* _TASK DESCRIPTION_
All lines from the one containing "Target: white ambulance" down to the one containing "written like (217,526).", both ends included, are to be given again exactly; omit the rest of the listing below.

- Opening Delimiter -

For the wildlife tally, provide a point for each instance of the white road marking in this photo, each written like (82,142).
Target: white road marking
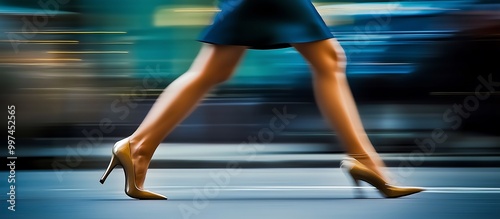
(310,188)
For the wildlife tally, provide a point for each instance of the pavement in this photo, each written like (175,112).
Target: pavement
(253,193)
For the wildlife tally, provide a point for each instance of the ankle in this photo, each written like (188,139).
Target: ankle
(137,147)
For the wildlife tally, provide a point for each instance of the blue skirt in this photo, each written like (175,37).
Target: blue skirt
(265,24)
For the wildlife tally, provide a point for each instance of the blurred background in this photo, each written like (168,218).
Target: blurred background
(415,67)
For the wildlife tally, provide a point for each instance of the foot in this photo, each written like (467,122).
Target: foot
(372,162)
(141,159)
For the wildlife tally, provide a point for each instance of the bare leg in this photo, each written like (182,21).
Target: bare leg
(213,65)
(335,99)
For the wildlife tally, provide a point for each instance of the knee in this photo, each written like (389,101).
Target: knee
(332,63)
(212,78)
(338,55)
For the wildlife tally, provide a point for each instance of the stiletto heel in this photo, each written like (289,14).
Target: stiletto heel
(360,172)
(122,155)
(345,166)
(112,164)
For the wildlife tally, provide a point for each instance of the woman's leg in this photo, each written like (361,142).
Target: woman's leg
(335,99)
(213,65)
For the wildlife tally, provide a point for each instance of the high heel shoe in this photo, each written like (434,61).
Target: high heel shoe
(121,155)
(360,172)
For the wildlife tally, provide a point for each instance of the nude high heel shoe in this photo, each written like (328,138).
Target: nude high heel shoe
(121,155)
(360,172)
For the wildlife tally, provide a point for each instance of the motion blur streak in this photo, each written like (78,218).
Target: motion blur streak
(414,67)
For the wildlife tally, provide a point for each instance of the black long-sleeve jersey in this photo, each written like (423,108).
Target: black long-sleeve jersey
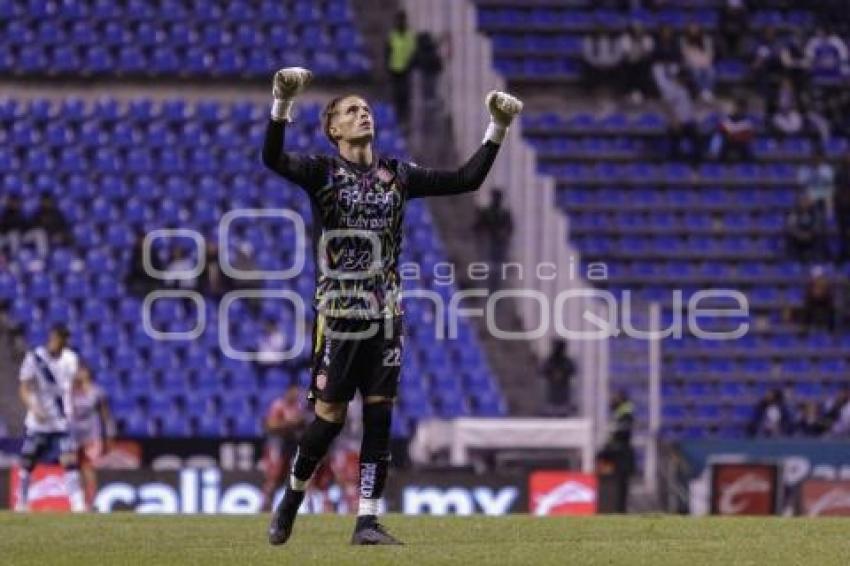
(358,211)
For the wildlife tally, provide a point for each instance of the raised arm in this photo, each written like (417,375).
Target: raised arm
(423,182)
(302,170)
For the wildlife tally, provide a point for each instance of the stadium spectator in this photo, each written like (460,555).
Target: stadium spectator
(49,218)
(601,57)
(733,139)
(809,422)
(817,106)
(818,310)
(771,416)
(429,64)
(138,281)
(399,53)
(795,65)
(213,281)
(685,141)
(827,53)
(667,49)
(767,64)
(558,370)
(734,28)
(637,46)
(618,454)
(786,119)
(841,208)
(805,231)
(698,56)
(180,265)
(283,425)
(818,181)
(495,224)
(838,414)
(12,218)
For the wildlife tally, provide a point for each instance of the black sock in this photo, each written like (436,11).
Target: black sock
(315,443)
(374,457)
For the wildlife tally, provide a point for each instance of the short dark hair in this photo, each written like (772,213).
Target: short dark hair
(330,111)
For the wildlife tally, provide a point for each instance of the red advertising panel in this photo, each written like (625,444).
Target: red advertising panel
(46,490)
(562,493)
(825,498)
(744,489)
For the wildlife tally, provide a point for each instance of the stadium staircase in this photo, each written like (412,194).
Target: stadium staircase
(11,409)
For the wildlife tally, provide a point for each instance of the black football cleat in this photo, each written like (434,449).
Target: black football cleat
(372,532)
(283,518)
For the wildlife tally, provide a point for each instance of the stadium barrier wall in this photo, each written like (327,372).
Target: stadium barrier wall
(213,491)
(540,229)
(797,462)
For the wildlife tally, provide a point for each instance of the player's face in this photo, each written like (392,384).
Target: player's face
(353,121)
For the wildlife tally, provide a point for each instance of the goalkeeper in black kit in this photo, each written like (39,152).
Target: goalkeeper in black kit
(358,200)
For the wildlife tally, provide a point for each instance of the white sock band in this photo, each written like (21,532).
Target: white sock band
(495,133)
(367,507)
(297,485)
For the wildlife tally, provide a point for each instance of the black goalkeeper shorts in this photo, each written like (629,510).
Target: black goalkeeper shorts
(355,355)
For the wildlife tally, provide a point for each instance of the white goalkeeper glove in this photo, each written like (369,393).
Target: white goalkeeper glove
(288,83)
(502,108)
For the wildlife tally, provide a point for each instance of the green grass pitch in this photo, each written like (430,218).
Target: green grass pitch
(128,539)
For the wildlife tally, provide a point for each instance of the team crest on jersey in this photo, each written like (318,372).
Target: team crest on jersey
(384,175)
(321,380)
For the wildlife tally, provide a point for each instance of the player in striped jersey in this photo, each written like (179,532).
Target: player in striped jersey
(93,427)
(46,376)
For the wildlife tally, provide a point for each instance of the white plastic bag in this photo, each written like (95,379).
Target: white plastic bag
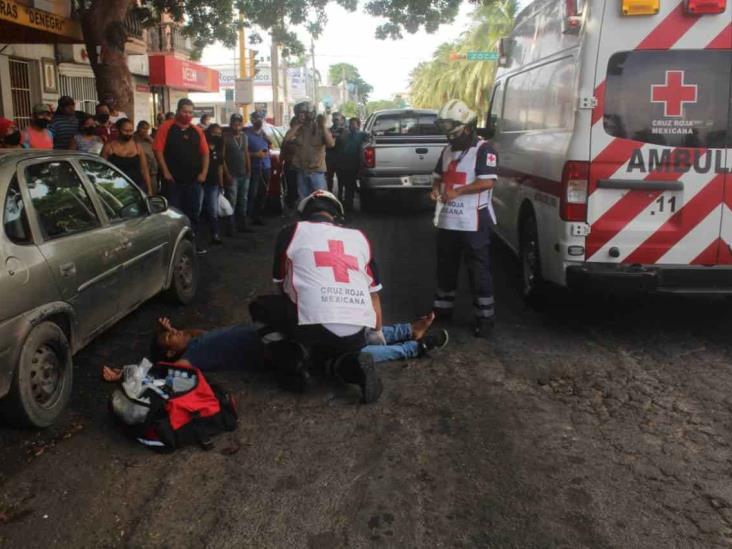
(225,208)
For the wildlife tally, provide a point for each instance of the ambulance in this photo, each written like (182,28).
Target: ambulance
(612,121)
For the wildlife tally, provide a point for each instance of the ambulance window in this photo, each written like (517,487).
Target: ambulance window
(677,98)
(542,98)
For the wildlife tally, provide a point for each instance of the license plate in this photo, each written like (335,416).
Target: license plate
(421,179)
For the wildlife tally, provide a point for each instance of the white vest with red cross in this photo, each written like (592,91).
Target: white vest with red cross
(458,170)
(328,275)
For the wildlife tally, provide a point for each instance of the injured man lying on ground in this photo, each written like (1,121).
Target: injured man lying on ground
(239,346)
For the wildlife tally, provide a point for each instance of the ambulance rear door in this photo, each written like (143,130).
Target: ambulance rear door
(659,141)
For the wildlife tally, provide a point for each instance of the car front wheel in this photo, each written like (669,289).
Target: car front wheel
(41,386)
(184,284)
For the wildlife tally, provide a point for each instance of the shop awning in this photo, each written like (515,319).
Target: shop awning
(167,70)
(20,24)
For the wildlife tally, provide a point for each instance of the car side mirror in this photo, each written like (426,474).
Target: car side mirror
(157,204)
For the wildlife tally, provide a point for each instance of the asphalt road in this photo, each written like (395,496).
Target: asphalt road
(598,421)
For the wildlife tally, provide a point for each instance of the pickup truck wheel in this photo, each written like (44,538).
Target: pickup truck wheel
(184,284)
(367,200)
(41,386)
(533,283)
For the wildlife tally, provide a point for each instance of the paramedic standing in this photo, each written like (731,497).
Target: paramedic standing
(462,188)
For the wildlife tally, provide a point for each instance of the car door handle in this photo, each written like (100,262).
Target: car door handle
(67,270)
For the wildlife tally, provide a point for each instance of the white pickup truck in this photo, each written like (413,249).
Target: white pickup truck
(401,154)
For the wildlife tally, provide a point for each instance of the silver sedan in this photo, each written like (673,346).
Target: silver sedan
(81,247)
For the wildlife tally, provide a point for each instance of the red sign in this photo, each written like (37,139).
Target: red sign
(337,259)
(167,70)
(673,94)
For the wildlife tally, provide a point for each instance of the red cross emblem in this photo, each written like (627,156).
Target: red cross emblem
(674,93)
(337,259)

- Closing Delimiter -
- Opening Delimiter -

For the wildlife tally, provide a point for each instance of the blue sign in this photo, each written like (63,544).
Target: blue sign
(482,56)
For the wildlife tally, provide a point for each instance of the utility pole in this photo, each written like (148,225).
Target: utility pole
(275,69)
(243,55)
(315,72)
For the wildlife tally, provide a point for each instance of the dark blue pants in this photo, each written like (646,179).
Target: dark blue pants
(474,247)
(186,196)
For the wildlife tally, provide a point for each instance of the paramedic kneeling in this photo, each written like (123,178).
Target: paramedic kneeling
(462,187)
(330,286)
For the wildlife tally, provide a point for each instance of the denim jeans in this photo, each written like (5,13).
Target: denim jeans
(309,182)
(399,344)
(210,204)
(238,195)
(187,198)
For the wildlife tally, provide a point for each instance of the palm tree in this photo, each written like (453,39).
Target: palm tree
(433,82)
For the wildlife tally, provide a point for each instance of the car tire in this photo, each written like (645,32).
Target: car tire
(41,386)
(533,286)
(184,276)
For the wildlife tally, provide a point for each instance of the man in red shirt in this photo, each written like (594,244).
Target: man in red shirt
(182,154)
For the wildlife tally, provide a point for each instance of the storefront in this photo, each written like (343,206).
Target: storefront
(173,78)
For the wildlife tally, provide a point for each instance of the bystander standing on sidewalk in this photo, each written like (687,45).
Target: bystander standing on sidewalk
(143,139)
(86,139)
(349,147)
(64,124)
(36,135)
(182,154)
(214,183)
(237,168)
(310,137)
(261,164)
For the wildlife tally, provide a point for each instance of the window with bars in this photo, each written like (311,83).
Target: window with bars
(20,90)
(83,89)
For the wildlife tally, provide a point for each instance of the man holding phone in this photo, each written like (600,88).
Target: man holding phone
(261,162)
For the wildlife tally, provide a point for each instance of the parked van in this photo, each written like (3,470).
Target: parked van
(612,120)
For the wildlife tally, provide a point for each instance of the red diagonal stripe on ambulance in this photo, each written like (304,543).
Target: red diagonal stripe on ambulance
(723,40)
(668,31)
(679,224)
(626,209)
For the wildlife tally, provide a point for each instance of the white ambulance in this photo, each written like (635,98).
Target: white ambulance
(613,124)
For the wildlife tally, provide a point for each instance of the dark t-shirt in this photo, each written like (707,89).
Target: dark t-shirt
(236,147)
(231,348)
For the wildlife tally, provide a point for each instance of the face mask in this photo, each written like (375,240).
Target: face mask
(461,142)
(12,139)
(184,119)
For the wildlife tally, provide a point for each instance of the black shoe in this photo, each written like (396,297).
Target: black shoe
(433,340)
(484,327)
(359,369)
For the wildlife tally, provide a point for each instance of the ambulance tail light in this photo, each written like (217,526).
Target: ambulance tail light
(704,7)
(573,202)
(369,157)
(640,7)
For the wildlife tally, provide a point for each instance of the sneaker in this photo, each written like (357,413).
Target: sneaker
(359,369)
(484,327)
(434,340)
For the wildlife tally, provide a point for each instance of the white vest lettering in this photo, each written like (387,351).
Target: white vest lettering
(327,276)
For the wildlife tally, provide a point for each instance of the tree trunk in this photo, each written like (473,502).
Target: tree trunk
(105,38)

- Closing Delimiter -

* _RESPONSE FOR THIS EXERCISE_
Target: white ambulance
(613,124)
For the wildlife tally, provide a point for each instance of the dark t-shirt in this photo, each written like (707,89).
Target: dark t-shirt
(236,147)
(231,348)
For the wildlife tally, provide a point for each instance of the face mask in this photo, each written like (375,240).
Target: face mask
(461,142)
(12,139)
(184,119)
For the wildlife tally, provide a point for each instance of the black shoe in this photo, each written like (396,297).
Target: black shoe
(433,340)
(484,327)
(359,369)
For the wildlife tally, provide a point for each instance of the ambulance tail light in this photo, each written like (217,526).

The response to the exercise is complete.